[BEGIN TASK DATA]

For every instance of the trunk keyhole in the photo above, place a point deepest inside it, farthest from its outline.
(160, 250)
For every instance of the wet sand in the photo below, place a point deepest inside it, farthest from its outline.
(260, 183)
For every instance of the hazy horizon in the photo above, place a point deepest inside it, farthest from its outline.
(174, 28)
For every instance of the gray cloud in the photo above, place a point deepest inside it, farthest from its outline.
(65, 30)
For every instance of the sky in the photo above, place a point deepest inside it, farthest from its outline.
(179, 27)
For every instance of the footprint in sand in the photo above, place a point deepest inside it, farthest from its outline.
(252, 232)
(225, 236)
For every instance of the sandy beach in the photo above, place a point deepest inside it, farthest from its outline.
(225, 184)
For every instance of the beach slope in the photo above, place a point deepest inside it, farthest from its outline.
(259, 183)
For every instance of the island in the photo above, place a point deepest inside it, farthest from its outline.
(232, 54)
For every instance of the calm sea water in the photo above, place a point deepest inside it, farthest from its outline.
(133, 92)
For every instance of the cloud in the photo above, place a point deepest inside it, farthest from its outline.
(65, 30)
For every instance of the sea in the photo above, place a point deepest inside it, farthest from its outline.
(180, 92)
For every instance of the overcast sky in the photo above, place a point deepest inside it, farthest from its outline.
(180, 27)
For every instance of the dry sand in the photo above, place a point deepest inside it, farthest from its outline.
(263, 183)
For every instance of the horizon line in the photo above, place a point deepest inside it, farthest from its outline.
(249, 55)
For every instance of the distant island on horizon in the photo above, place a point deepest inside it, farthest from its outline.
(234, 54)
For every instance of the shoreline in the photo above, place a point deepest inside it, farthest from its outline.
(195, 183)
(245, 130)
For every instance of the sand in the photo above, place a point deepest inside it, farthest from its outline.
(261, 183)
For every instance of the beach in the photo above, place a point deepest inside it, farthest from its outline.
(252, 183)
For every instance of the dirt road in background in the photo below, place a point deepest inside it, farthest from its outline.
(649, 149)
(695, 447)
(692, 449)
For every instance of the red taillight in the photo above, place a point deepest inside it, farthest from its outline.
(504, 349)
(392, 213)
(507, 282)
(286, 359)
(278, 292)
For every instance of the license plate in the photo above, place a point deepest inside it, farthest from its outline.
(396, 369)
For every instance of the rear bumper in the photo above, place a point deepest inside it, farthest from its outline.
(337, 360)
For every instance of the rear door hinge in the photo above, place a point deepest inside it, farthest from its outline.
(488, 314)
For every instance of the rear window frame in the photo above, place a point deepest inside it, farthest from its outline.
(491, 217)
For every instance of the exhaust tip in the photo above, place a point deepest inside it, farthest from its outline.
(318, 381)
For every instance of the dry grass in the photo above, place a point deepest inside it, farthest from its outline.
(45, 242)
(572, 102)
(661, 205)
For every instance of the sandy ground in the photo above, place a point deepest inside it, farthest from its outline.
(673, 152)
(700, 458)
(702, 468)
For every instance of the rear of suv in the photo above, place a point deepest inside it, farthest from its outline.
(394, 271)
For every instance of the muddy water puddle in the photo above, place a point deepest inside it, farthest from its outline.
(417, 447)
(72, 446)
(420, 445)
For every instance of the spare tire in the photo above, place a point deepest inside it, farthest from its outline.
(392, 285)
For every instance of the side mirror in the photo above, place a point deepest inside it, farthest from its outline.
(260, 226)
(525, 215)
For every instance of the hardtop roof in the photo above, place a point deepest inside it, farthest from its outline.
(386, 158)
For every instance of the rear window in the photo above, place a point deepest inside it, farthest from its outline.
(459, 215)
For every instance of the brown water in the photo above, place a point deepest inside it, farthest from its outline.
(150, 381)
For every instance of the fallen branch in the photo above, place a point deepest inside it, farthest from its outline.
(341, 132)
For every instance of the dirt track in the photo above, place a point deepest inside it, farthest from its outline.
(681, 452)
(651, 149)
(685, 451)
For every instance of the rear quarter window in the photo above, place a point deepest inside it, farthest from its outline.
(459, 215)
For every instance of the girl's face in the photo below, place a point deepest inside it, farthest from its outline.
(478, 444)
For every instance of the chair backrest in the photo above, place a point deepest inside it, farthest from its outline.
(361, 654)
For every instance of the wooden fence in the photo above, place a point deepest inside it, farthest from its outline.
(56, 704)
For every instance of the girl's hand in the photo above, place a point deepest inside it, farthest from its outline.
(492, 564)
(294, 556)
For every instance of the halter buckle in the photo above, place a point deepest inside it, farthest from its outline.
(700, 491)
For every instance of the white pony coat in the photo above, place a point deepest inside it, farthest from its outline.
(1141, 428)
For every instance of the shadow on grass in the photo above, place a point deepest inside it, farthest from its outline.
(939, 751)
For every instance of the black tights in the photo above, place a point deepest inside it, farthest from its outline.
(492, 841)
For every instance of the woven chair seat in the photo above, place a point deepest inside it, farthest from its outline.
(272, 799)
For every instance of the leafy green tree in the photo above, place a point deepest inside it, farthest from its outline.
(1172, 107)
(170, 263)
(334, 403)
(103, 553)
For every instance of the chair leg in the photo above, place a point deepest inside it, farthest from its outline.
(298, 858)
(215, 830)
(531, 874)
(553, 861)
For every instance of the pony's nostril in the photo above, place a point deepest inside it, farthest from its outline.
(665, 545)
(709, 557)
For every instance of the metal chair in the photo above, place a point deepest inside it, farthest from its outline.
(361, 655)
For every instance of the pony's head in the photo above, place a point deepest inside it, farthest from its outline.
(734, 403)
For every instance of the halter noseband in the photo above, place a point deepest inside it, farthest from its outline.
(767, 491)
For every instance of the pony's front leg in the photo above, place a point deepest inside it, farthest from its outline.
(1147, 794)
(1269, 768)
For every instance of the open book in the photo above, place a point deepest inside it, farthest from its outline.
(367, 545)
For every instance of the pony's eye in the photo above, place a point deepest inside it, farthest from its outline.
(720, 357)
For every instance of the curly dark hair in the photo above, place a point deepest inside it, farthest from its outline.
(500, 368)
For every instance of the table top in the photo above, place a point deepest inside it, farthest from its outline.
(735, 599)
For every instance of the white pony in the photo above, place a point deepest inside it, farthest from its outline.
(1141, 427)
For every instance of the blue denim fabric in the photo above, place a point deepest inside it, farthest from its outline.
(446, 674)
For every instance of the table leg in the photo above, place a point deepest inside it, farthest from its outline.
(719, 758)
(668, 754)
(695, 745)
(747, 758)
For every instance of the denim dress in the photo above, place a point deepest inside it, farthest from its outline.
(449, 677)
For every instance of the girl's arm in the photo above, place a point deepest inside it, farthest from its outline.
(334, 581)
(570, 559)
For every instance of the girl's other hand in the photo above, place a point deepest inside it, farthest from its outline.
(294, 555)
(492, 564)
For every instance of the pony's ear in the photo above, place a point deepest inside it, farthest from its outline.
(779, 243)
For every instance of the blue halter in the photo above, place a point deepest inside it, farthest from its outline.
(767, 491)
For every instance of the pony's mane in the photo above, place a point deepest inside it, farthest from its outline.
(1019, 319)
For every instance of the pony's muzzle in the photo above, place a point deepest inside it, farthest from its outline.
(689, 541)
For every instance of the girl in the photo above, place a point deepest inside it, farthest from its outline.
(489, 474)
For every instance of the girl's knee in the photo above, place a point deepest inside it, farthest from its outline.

[END TASK DATA]

» **TO BE DONE**
Every line of the records above needs to be given again exactly.

» **COMPLETE RESPONSE**
For every instance of the trunk keyhole in the photo above, place a point deepest inside it, farthest from its outline.
(160, 250)
For every instance of the wet sand in the photo below, place a point deepest inside it, farthest from its outline.
(260, 183)
For every instance of the hazy horizon in the photo above, place a point deepest inside it, farthest from its outline.
(174, 28)
For every instance of the gray cloud in the photo above, place a point deepest inside it, farthest from its outline.
(65, 30)
For every instance of the sky in the photo above, place a point deepest inside it, farthest from its outline.
(179, 27)
For every instance of the footprint in sand in the photo above, place a point deepest inside it, farthest from its outline.
(252, 232)
(225, 236)
For every instance of the sandy beach in the photo above, place a point deepest inside it, farthest from its outline.
(225, 184)
For every instance of the beach slope in the photo above, place a point deepest inside it, farthest from its outline.
(259, 183)
For every instance of the island in the photo above, place a point deepest inside it, farthest from its outline.
(232, 54)
For every instance of the calm sea water in the photo above, place a point deepest inside it, farthest from its outline.
(133, 92)
For every instance of the cloud in the photo above, place a point deepest inside it, farthest from its outline.
(65, 30)
For every instance of the sea in the photo above, place a point deepest inside it, farthest from its outline.
(180, 92)
For every instance of the overcast sky in the photo above, place a point deepest inside it, farthest from its outline.
(180, 27)
For every instance of the dry sand in the photo above, place a point deepest inside it, farthest from its outline.
(263, 183)
For every instance of the horizon line in the photo above, place a point deepest inside it, farthest from its outline.
(249, 55)
For every instance of the distant island on horizon in the photo above, place a point deepest inside it, farthest from its outline.
(234, 54)
For every instance of the shoreline in the photo above, place a point deepest inside it, farthest from its outline.
(195, 183)
(245, 130)
For every instance of the sand in the photo above, place a point deepest inside it, farthest from its outline.
(261, 183)
For every instance of the beach in the photo above, place a point deepest inside it, farthest from its outline.
(252, 183)
For every instance of the dirt road in background in the photo below, place a point deepest inside it, farthest from its outline.
(649, 149)
(695, 447)
(692, 449)
For every instance of the red taillight in the photo above, place a point deepest inside it, farthest from its outline.
(504, 349)
(392, 213)
(507, 282)
(286, 359)
(278, 292)
For every instance of the license plate in the photo above, place a point deepest inside it, farthest from its outline.
(396, 369)
For every instance of the rear bumper in the photo above, place a point deepest inside it, farthest from its outline.
(337, 360)
For every instance of the rear door hinge in the photo above, place a point deepest inside it, farthest from its outline.
(488, 314)
For every instance of the rear window frame in the photo above, place a point deepest inside it, farthest from its outline.
(491, 217)
For every instance of the exhaust tip in the photo above, place a point deepest inside it, farthest from its outline.
(318, 381)
For every instance of the dry grass in the photo above, place a point deepest inside it, farthest from its outline.
(45, 242)
(572, 102)
(661, 205)
For every instance of the sandy ground in the photo above, place a point deepest inside it, farthest from its outline.
(673, 152)
(700, 458)
(702, 468)
For every instance of the rear of suv in the photo above, place a point deepest inside it, farthest from its outline.
(394, 271)
For every instance of the muddy water puddle in the photo above, place a point deepest inside it, farthest from its outline.
(417, 447)
(72, 446)
(420, 445)
For every instance of the spare tire in the photo above, place a point deepest inside it, farthest from its outline.
(392, 285)
For every instance of the side mirror in the photo above, place a point deepest inside it, farthest from its outline.
(260, 226)
(525, 215)
For every instance of the hardtop roof in the photo above, place a point deepest inside it, farthest from its outline.
(386, 158)
For every instance of the rear window in the photo above, place a point deepest inside it, farthest from its outline.
(459, 215)
For every instance of the brown water in the photo above, place a point deepest inside it, farthest from its outline.
(150, 381)
For every instance of the fallen branch in the photo above, place a point deepest inside it, farthest from its outline.
(341, 132)
For every instance of the dirt track in the photo above, place a point deepest inside it, farthest from its outline.
(681, 452)
(651, 149)
(685, 451)
For every instance of the rear quarter window in the photo above, place a point deepest inside it, farthest from its outline.
(459, 215)
For every instance of the girl's face in the photo below, place a point deepest inside it, farthest from its outline.
(478, 444)
For every instance of the chair backrest in the photo above, place a point deepest inside it, farthest from its outline.
(361, 654)
For every instance of the wooden fence in the photo above, place a point deepest inside it, farthest from its outline.
(56, 704)
For every instance of the girl's hand in the photo above, place a point deepest inside it, farthest from its outline.
(492, 564)
(294, 556)
For every instance of the halter buckle in the photo above, place a point deepest inside it, farthest from its outline.
(700, 491)
For every instance of the white pony coat in the photo above, place a point deepest inside it, farthest from its outline.
(1141, 428)
For every instance of the shadow on grass in the photo above, place a point deepest inside it, farthest from its outline.
(939, 751)
For every instance of the black tights in the photo above, place a point deepest inside it, farthest from its outline.
(492, 841)
For every instance of the woven chair seat in the photo above, place a point deepest inside it, farthest from its outline.
(272, 799)
For every instance of the leafy green tree in the photo above, place a point deepest inside it, farthest from its outline.
(1172, 107)
(170, 263)
(334, 403)
(103, 553)
For every instance of the chair leg in the photo above, place a point deepest inside it, farthest from its outline.
(298, 858)
(215, 830)
(531, 874)
(553, 861)
For every instance of the pony's nostril in the photo above, place a point deepest inside it, farthest from its outline.
(665, 545)
(709, 557)
For every instance of the metal chair in the photo above, place a point deepest inside it, farthest from its outline.
(361, 655)
For every instance of the pony's head in the photo above, place a point deepest inside it, farthest from its outline.
(734, 403)
For every instance of the halter noseband in the photo above, place a point deepest inside it, farthest from its outline.
(767, 491)
For every instance of the pony's front leg in the photo above, place a point deepest inside it, farthest from its outline.
(1147, 794)
(1269, 768)
For every instance of the open book in the photo above, place a point deepest inside it, farthest from its outline.
(367, 545)
For every instance of the pony's eye in the photo above, place a point deepest inside it, farthest from its outline.
(720, 357)
For every instance of the curly dark hair in the photo above, place a point deepest inside it, farthest from its outline.
(500, 368)
For every instance of the table top in the photo above, place a point deepest inside it, farthest from its outline.
(735, 599)
For every instance of the white pony in the photo above, place a point deepest inside it, farthest from its outline.
(1141, 427)
For every instance of the blue denim fabric in the photo above, place a point deepest inside it, farthest from its outline.
(446, 674)
For every instance of the table leg in the photo above, place a point deepest inside it, farthest from its outline.
(719, 758)
(668, 754)
(695, 745)
(747, 758)
For every instance of the denim dress in the photo above, place a point deepest inside it, farthest from its outline.
(449, 677)
For every instance of the girl's arm in the photo above, place a point deepest inside it, farthest from its outline.
(334, 581)
(570, 559)
For every instance of the girl's other hand in the photo above, place a point deepest inside it, farthest from its outline.
(294, 555)
(492, 564)
For every instance of the pony's ear in the photo above, place a point deepest inside it, farthest from its outline.
(779, 243)
For every instance of the blue halter in the photo above, place a point deepest inside it, farthest from its outline.
(767, 491)
For every instance of the pony's mane in the photo above, place a point deepest inside it, farthest from its outline.
(1019, 319)
For every instance of the pony's muzzle in the photo above, place a point deepest inside it, farthest from its outline.
(689, 541)
For every instance of the girl in the photo above, place a point deepest inside it, farthest from its outline.
(489, 474)
For every instance of the girl's knee in the photo above, place a point deepest inside it, farthest from its outline.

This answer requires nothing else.